**Text:**
Wednesday, February 20, 2019

Zucchini Noodles with Avocado Pesto & Shrimp




Cut some carbs and use spiralized zucchini in place of noodles in this zesty pesto pasta dish recipe. Top with Cajun-seasoned shrimp to complete this quick and easy dinner.
  • 5-6 medium zucchini (2¼-2½ pounds total), trimmed
  • ¾ teaspoon salt, divided
  • 1 ripe avocado
  • 1 cup packed fresh basil leaves
  • ¼ cup unsalted shelled pistachios
  • 2 tablespoons lemon juice
  •  
  • ¼ teaspoon ground pepper
  • ¼ cup extra-virgin olive oil plus 2 tablespoons, divided
  • 3 cloves garlic, minced
  • 1 pound raw shrimp (21-25 count), peeled and deveined, tails left on if desired
  • 1-2 teaspoons Old Bay seasoning
  •  

    Preparation


  • Prep
  • Ready In
  •  
  • Using a spiral vegetable slicer or a vegetable peeler, cut zucchini lengthwise into long, thin strands or strips. Stop when you reach the seeds in the middle (seeds make the noodles fall apart). Place the zucchini "noodles" in a colander and toss with ½ teaspoon salt. Let drain for 15 to 30 minutes, then gently squeeze to remove any excess water.

**What you have to do:**
Quote the zucchini noodle recipe above in full, word for word.

**Excerpted records:**
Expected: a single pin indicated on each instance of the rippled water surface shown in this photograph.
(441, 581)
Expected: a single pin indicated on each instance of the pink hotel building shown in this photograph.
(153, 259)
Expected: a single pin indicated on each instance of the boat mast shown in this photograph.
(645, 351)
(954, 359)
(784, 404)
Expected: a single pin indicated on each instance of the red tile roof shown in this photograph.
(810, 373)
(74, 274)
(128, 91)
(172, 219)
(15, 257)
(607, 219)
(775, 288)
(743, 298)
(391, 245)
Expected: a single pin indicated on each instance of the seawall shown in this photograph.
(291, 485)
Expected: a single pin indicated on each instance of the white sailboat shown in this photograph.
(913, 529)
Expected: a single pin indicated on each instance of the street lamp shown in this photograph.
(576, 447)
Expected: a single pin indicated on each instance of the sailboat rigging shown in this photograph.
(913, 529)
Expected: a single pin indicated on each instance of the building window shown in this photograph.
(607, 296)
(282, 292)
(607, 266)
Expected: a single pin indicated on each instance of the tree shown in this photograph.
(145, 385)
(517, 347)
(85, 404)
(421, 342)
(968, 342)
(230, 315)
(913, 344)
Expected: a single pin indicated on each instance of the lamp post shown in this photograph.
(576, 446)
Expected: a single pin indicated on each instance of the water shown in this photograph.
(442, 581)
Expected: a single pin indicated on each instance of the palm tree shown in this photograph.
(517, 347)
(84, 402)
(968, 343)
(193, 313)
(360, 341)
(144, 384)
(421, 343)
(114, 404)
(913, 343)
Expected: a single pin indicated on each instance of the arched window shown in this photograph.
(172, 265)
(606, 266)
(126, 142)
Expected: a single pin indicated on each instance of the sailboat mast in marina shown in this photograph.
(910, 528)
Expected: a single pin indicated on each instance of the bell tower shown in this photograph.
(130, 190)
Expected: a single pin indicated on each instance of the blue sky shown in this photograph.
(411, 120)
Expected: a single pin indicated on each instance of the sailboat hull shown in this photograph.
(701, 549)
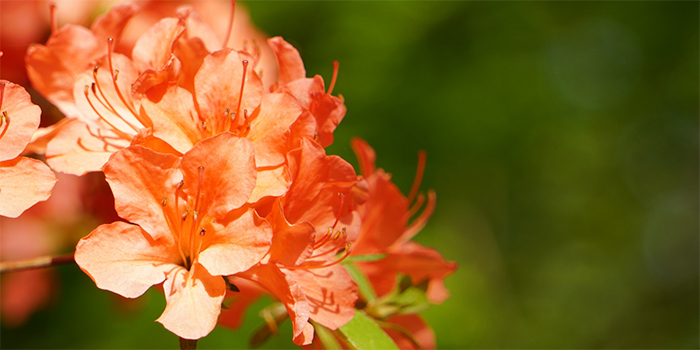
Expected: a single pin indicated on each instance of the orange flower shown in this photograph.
(326, 109)
(312, 223)
(192, 225)
(23, 181)
(385, 230)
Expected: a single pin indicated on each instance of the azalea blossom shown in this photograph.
(23, 181)
(191, 226)
(385, 230)
(312, 223)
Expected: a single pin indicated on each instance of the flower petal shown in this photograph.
(124, 259)
(269, 129)
(237, 246)
(23, 183)
(291, 67)
(77, 149)
(218, 86)
(331, 293)
(193, 302)
(140, 178)
(286, 289)
(228, 176)
(23, 116)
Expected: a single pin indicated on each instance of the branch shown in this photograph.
(36, 263)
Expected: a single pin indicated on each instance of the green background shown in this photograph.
(562, 142)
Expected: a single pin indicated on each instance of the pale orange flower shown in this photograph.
(312, 224)
(191, 226)
(23, 181)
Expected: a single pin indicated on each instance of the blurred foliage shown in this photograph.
(562, 141)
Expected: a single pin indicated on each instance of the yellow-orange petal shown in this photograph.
(174, 117)
(23, 116)
(236, 246)
(291, 67)
(23, 183)
(228, 174)
(140, 178)
(154, 47)
(269, 129)
(193, 301)
(271, 182)
(218, 86)
(125, 259)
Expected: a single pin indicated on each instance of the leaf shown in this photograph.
(362, 333)
(364, 286)
(326, 336)
(363, 258)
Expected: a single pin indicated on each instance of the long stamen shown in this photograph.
(117, 131)
(110, 44)
(335, 76)
(52, 10)
(230, 24)
(195, 217)
(419, 177)
(340, 210)
(240, 95)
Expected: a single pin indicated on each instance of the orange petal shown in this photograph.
(23, 116)
(228, 173)
(111, 24)
(365, 155)
(271, 182)
(331, 293)
(269, 129)
(286, 289)
(78, 149)
(23, 183)
(140, 178)
(193, 302)
(291, 244)
(124, 259)
(218, 86)
(174, 118)
(237, 246)
(154, 47)
(291, 67)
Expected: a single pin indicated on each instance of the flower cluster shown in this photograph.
(216, 159)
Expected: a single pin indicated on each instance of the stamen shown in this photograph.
(230, 24)
(416, 205)
(99, 115)
(419, 177)
(340, 210)
(52, 10)
(240, 95)
(110, 47)
(335, 76)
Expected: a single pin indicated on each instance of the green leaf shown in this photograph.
(364, 286)
(362, 333)
(364, 258)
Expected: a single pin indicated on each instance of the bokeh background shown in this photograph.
(562, 142)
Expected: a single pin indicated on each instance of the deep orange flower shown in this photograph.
(326, 109)
(23, 181)
(191, 226)
(312, 223)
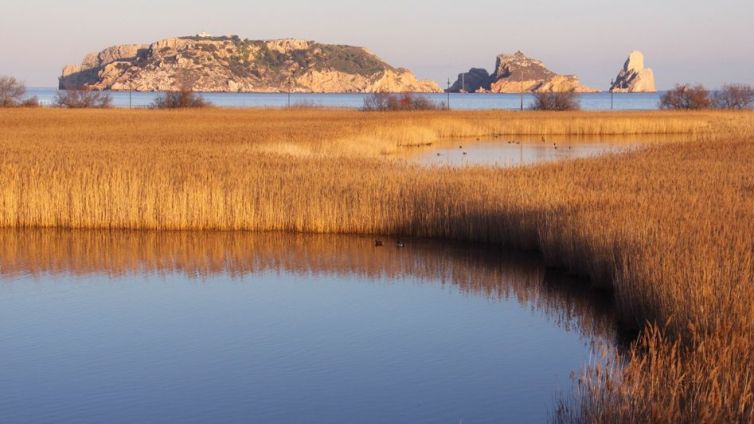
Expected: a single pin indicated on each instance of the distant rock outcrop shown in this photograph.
(634, 77)
(517, 73)
(477, 79)
(230, 64)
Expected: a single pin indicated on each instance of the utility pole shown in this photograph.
(448, 92)
(521, 89)
(290, 84)
(612, 83)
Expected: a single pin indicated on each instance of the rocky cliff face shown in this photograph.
(634, 77)
(516, 73)
(230, 64)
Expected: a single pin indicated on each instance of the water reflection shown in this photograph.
(528, 150)
(471, 269)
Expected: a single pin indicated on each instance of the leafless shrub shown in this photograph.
(734, 96)
(32, 101)
(184, 97)
(685, 96)
(83, 98)
(12, 92)
(556, 100)
(383, 102)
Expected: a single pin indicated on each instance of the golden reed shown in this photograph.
(669, 228)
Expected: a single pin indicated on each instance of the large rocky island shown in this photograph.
(515, 73)
(232, 64)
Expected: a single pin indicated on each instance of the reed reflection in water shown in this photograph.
(86, 259)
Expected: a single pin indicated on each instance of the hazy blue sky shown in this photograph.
(707, 41)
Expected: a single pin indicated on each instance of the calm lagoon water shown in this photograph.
(591, 101)
(124, 327)
(520, 150)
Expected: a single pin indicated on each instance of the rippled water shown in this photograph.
(238, 327)
(589, 101)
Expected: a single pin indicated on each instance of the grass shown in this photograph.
(667, 229)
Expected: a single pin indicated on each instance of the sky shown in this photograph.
(697, 41)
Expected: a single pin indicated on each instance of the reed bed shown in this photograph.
(669, 229)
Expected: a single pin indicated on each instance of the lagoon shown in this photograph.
(240, 327)
(458, 101)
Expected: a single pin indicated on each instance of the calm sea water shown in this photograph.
(591, 101)
(236, 327)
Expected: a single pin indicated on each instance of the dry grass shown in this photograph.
(669, 229)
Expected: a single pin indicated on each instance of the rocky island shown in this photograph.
(634, 77)
(232, 64)
(515, 73)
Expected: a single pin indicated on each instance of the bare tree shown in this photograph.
(12, 92)
(83, 97)
(685, 96)
(734, 96)
(556, 100)
(184, 97)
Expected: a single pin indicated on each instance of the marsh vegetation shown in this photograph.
(667, 229)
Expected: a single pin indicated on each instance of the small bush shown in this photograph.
(383, 102)
(180, 100)
(556, 100)
(30, 102)
(12, 92)
(184, 97)
(686, 97)
(734, 96)
(81, 98)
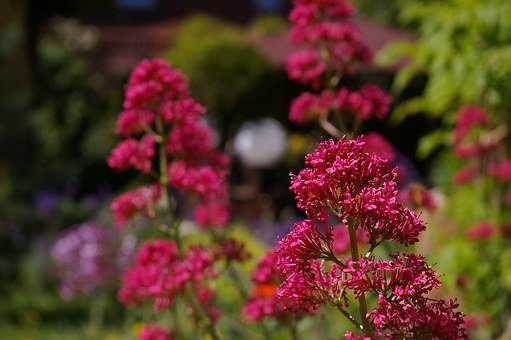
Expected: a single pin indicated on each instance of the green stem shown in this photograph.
(349, 317)
(355, 255)
(164, 181)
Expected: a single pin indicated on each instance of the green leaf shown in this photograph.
(432, 141)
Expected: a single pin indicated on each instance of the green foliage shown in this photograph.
(268, 25)
(463, 47)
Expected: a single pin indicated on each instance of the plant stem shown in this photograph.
(355, 255)
(292, 329)
(329, 127)
(164, 180)
(349, 317)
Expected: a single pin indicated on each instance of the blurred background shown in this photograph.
(63, 66)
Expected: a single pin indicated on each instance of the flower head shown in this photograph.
(341, 178)
(139, 201)
(154, 332)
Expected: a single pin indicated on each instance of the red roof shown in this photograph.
(122, 46)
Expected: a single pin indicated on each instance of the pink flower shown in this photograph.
(310, 287)
(152, 82)
(231, 250)
(422, 319)
(341, 238)
(308, 106)
(214, 213)
(263, 302)
(132, 122)
(350, 336)
(132, 153)
(184, 110)
(403, 277)
(465, 175)
(205, 180)
(370, 101)
(481, 231)
(154, 332)
(475, 320)
(191, 140)
(315, 21)
(342, 178)
(159, 273)
(500, 170)
(304, 243)
(151, 277)
(417, 197)
(402, 285)
(305, 67)
(139, 201)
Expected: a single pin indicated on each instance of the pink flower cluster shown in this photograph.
(481, 231)
(324, 25)
(370, 101)
(264, 302)
(418, 197)
(140, 201)
(333, 46)
(342, 180)
(159, 113)
(471, 122)
(473, 141)
(160, 272)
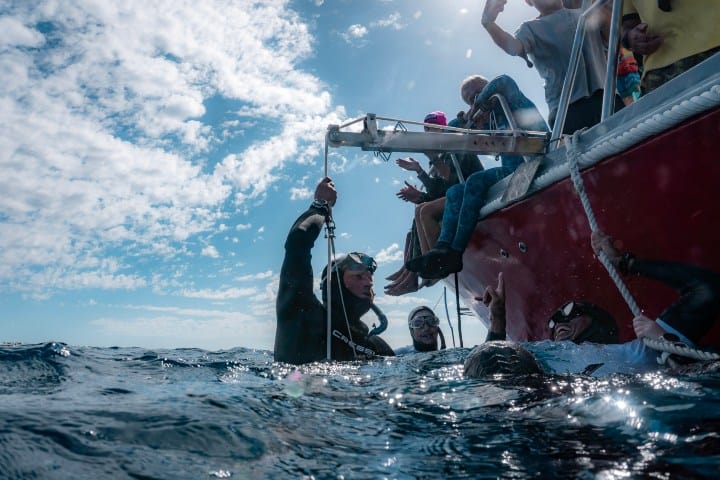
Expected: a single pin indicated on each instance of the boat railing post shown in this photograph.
(564, 101)
(611, 74)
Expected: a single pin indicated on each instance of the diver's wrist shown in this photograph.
(321, 205)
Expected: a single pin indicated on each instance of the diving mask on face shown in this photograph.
(420, 320)
(356, 261)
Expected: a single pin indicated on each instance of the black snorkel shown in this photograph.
(381, 317)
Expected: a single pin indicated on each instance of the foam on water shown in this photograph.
(80, 412)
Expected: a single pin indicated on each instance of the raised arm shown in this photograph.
(510, 44)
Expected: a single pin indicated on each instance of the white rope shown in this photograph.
(660, 345)
(681, 349)
(573, 155)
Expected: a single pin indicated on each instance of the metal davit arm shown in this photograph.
(453, 140)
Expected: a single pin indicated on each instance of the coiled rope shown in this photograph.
(574, 155)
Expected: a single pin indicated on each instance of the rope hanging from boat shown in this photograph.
(573, 154)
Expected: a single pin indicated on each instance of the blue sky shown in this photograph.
(153, 155)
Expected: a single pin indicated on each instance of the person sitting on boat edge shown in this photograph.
(687, 319)
(425, 331)
(463, 201)
(301, 332)
(425, 226)
(671, 36)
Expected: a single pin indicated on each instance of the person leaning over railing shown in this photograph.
(671, 35)
(463, 201)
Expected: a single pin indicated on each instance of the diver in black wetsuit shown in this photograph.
(687, 319)
(301, 334)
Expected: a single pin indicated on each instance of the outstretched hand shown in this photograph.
(409, 164)
(325, 190)
(602, 242)
(409, 193)
(492, 10)
(494, 299)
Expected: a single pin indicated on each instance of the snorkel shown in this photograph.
(381, 317)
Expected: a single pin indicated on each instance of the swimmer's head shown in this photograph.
(583, 322)
(356, 270)
(500, 358)
(424, 328)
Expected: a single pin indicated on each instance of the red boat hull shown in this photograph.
(657, 199)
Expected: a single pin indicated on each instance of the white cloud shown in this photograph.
(256, 276)
(355, 34)
(300, 193)
(391, 21)
(104, 147)
(14, 33)
(393, 253)
(219, 294)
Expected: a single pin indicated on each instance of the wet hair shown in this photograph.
(500, 358)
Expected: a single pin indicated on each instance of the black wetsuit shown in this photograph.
(301, 318)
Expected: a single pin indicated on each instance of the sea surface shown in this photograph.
(129, 413)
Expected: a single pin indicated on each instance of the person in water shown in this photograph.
(425, 331)
(687, 320)
(463, 201)
(301, 333)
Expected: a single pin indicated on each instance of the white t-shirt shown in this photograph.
(548, 42)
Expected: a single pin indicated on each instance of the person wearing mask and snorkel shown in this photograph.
(301, 332)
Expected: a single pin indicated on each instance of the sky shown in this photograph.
(154, 154)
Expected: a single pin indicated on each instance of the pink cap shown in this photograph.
(438, 118)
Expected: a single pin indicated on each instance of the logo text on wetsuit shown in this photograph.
(353, 345)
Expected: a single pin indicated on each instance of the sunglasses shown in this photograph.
(565, 313)
(420, 320)
(357, 261)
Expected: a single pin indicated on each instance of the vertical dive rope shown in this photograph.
(447, 315)
(457, 304)
(330, 232)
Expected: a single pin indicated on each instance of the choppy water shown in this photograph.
(68, 412)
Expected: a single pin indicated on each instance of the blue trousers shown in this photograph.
(464, 200)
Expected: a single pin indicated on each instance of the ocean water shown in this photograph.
(83, 412)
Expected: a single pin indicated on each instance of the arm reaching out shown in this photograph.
(494, 299)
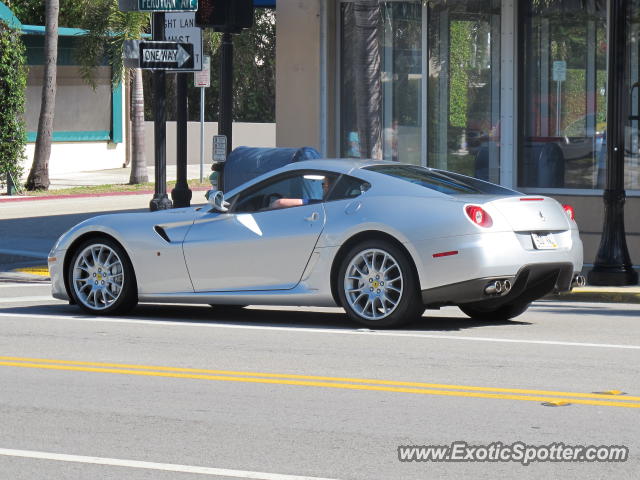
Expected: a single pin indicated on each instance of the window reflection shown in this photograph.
(564, 96)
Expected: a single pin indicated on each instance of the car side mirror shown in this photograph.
(216, 200)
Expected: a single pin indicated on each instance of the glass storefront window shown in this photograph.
(464, 87)
(563, 94)
(381, 103)
(381, 80)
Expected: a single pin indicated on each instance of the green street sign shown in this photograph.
(158, 5)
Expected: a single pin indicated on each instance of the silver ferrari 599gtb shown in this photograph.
(382, 240)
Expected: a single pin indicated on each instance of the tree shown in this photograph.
(32, 12)
(107, 30)
(39, 174)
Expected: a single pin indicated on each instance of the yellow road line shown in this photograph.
(40, 271)
(285, 380)
(314, 377)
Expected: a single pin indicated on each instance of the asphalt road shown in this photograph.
(185, 392)
(28, 229)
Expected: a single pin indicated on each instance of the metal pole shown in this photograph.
(201, 133)
(226, 95)
(181, 195)
(160, 199)
(613, 265)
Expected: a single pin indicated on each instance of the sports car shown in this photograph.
(383, 240)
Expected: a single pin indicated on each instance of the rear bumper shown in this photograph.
(530, 283)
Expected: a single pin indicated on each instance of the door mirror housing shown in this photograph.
(216, 200)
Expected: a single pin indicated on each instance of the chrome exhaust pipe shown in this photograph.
(493, 288)
(579, 281)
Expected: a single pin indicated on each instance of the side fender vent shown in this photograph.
(160, 231)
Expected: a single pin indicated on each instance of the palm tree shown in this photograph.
(39, 174)
(107, 30)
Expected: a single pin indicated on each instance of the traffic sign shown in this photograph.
(219, 148)
(166, 56)
(158, 5)
(202, 79)
(559, 71)
(181, 27)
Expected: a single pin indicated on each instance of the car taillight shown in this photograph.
(569, 210)
(478, 216)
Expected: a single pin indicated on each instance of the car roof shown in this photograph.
(338, 165)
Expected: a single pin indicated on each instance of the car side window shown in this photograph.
(347, 187)
(288, 190)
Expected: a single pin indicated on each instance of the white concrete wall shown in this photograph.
(68, 157)
(298, 73)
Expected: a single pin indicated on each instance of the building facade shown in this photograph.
(509, 91)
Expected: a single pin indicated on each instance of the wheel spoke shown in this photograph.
(380, 302)
(98, 296)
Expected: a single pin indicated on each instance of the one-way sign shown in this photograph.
(166, 56)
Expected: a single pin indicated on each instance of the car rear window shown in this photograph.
(441, 181)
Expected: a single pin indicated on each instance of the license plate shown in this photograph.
(544, 241)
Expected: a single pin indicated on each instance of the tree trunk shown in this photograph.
(138, 158)
(39, 174)
(368, 84)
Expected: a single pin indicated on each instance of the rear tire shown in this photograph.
(101, 278)
(506, 312)
(377, 286)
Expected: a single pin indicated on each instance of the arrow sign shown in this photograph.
(166, 56)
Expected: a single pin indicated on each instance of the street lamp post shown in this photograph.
(613, 264)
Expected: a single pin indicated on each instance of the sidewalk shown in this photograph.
(36, 270)
(117, 176)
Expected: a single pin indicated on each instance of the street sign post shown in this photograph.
(158, 5)
(202, 79)
(181, 27)
(166, 56)
(559, 76)
(219, 148)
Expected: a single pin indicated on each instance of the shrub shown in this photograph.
(13, 84)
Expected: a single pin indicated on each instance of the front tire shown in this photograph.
(506, 312)
(101, 278)
(377, 285)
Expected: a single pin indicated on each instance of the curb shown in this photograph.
(589, 294)
(26, 198)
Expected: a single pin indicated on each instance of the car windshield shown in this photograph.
(445, 182)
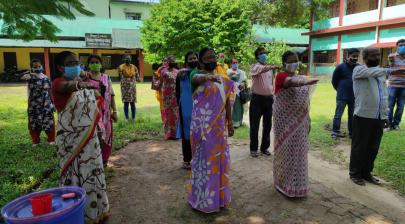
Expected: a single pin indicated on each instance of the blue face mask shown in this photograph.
(401, 50)
(72, 72)
(263, 58)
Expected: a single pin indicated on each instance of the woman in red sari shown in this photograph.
(291, 128)
(170, 106)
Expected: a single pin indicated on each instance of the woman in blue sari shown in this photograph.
(185, 102)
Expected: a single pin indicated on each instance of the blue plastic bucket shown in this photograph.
(64, 211)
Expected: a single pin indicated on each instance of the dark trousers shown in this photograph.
(186, 147)
(367, 134)
(260, 106)
(396, 96)
(133, 109)
(340, 108)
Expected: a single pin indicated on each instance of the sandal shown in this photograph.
(187, 165)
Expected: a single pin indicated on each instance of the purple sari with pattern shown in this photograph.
(208, 189)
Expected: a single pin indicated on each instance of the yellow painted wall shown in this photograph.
(23, 57)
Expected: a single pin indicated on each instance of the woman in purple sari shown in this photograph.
(291, 128)
(211, 125)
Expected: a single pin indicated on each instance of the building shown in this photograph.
(355, 24)
(112, 32)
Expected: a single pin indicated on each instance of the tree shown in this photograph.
(24, 19)
(177, 26)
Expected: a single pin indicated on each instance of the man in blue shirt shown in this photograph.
(343, 83)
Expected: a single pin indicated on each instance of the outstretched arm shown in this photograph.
(291, 82)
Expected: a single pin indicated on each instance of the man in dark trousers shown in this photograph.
(370, 116)
(343, 83)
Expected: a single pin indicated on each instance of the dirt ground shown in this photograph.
(148, 186)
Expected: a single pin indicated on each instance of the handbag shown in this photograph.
(245, 95)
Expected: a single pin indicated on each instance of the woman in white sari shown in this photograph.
(79, 152)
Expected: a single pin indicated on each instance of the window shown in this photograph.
(358, 6)
(334, 9)
(113, 61)
(133, 16)
(83, 58)
(325, 57)
(395, 2)
(38, 56)
(10, 60)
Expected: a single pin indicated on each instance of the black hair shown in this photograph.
(366, 52)
(203, 51)
(35, 61)
(258, 50)
(125, 56)
(96, 56)
(60, 61)
(286, 55)
(188, 54)
(353, 51)
(400, 41)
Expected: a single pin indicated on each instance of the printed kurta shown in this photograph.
(185, 100)
(79, 152)
(238, 77)
(128, 83)
(170, 107)
(208, 189)
(40, 106)
(291, 129)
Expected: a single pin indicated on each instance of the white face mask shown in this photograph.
(292, 67)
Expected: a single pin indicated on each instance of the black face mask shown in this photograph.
(373, 63)
(210, 66)
(193, 64)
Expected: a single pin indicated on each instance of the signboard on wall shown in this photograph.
(98, 40)
(126, 38)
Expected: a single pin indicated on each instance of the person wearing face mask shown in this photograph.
(211, 125)
(129, 75)
(222, 67)
(185, 102)
(239, 77)
(109, 110)
(370, 116)
(396, 86)
(291, 128)
(343, 83)
(78, 148)
(157, 85)
(261, 103)
(40, 105)
(170, 106)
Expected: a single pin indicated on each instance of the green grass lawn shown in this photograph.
(23, 168)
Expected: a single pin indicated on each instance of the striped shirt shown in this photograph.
(396, 77)
(262, 79)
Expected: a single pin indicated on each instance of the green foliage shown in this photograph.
(177, 26)
(23, 19)
(246, 55)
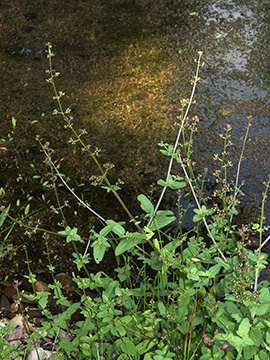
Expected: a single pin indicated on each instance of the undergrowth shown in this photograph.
(184, 295)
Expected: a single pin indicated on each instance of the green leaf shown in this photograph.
(173, 182)
(117, 228)
(100, 246)
(249, 352)
(162, 309)
(161, 219)
(128, 348)
(13, 120)
(26, 210)
(43, 299)
(146, 204)
(244, 327)
(3, 215)
(144, 346)
(131, 240)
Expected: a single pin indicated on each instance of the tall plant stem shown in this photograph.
(195, 81)
(260, 234)
(69, 125)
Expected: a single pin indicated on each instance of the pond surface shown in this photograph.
(125, 65)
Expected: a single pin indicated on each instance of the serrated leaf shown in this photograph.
(118, 228)
(3, 215)
(146, 204)
(100, 246)
(14, 121)
(244, 327)
(161, 219)
(26, 210)
(128, 348)
(129, 242)
(162, 309)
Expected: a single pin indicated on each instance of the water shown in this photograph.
(108, 52)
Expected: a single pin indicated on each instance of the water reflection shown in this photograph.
(109, 51)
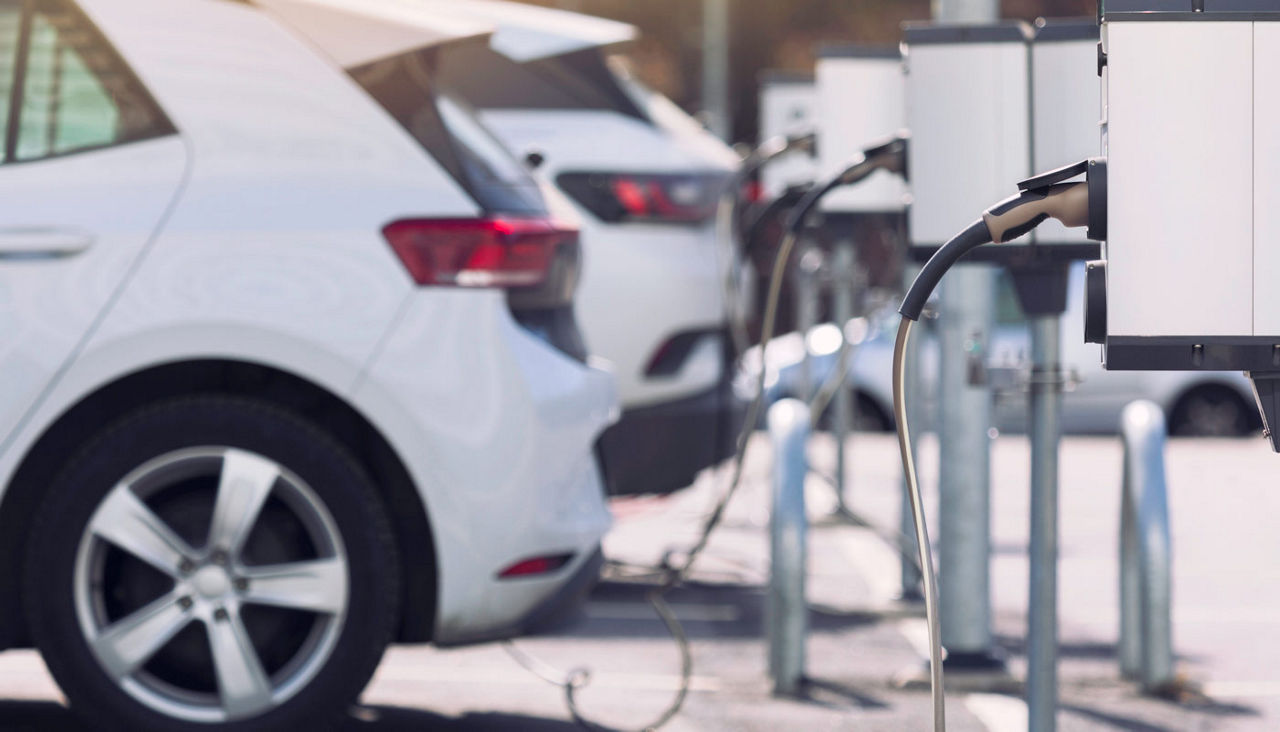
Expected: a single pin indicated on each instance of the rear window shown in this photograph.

**Response to the task:**
Wednesday, February 20, 2019

Zucchini Noodles with Avocado Pesto & Shrimp




Cut some carbs and use spiralized zucchini in place of noodles in this zesty pesto pasta dish recipe. Top with Cajun-seasoned shrimp to complete this quick and easy dinner.
  • 5-6 medium zucchini (2¼-2½ pounds total), trimmed
  • ¾ teaspoon salt, divided
  • 1 ripe avocado
  • 1 cup packed fresh basil leaves
  • ¼ cup unsalted shelled pistachios
  • 2 tablespoons lemon juice
  •  
  • ¼ teaspoon ground pepper
  • ¼ cup extra-virgin olive oil plus 2 tablespoons, divided
  • 3 cloves garlic, minced
  • 1 pound raw shrimp (21-25 count), peeled and deveined, tails left on if desired
  • 1-2 teaspoons Old Bay seasoning
  •  

    Preparation


  • Prep
  • Ready In
  •  
  • Using a spiral vegetable slicer or a vegetable peeler, cut zucchini lengthwise into long, thin strands or strips. Stop when you reach the seeds in the middle (seeds make the noodles fall apart). Place the zucchini "noodles" in a colander and toss with ½ teaspoon salt. Let drain for 15 to 30 minutes, then gently squeeze to remove any excess water.